(Input rows)
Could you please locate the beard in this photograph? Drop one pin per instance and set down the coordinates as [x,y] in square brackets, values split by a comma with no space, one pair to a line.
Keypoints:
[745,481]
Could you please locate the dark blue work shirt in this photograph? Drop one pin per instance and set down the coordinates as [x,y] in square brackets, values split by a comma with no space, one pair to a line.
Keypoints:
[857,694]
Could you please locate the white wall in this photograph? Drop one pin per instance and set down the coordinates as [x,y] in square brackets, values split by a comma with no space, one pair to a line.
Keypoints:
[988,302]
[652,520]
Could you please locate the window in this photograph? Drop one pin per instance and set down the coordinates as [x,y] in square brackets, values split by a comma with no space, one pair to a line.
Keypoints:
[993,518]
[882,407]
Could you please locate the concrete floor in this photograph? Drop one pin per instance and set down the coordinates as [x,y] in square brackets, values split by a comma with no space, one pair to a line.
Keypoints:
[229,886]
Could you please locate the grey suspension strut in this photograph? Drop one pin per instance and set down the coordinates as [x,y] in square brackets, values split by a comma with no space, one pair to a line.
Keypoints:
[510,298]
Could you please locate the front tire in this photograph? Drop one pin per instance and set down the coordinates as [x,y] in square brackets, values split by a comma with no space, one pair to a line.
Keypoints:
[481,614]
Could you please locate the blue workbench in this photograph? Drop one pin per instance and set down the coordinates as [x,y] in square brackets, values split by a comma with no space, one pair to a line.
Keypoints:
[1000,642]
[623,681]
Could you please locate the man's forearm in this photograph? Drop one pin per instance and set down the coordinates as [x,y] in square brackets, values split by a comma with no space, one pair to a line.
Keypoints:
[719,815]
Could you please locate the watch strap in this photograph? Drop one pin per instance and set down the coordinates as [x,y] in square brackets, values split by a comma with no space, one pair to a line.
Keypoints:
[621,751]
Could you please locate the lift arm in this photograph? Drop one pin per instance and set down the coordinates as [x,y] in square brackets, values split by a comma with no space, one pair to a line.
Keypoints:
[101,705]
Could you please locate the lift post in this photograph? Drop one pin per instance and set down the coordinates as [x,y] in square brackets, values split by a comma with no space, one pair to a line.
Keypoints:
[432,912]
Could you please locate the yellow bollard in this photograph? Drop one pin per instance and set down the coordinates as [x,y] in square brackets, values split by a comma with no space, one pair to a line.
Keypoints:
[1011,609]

(Written problem) Reproduce all the data word for word.

(Expected answer)
Could you please locate the beard in this photograph? Drop one pin per instance and set down the coordinates as [x,y] in square brackets, values split by a comma with no space, one pair to a line.
Keypoints:
[745,481]
Could you please locate the dark blue work shirt in this photograph? Drop one pin per instance and set down the coordinates as [x,y] in square brackets, values split by a comma with no space, one pair to a line.
Keypoints:
[857,694]
Could you please locate the white wall in this photograph? Drop one pin per instance and set down the coordinates as [x,y] in square brackets, values split by a comma with no space, one pair to a line.
Keypoints:
[988,302]
[652,520]
Could you please locate the window in this photograph? Drop one pin per instance and set down the coordinates as [x,y] in square brackets, values split by a comma with no space, one pair to a line.
Keypoints:
[993,518]
[882,407]
Could you please locate the concrete floor in this photograph? Drop one pin per instance and set down the coordinates as [x,y] in square brackets, values split by a comma with no space, one pair to a line.
Keypoints:
[229,886]
Could you please locate the grey suspension strut in this photograph? Drop one pin per instance and set down the coordinates as [x,y] in square brackets, values split by a comma with no space, one pair to a line.
Keypoints:
[510,298]
Could you please locate the front tire in this photograph? Drop one pin per instance and set down the coordinates as [x,y] in square brackets, values split by a comma with no space, one pair to a line.
Keypoints:
[481,614]
Could you please locate the blue workbench in this photograph? Drop one pin per instance and set down the coordinates as [x,y] in square brackets, values split by a comma with no space, one pair to a line.
Keypoints:
[1000,642]
[623,681]
Could you please locate the man's forearm in this photograph? Drop one pin per instance and set down the coordinates as [x,y] in square brackets, values split by a comma with no space, one pair to a line.
Keypoints:
[719,815]
Could you please locate the watch strap in this photograph? Drop one pin per instance and set down the coordinates as [x,y] in square brackets, values split by a comma with no space, one pair to a line.
Keypoints:
[621,751]
Could you please locate the lift arm in this photograph? Drop one pin per instance and set down the coordinates as [x,y] in square brackets, values split by a comma with no space, one pair to a line.
Keypoints:
[101,705]
Could you please locate the lift post in this photograph? Drop one pin per instance and set down the coordinates as [x,y] in square brackets, values split by a comma with no space, one pair to a line.
Keypoints:
[432,912]
Could you please locate the yellow bollard in this photograph? Drop one pin per instance and set down the coordinates as [x,y] in square brackets, values split by a comma with no space, one pair to a line.
Keypoints:
[1011,609]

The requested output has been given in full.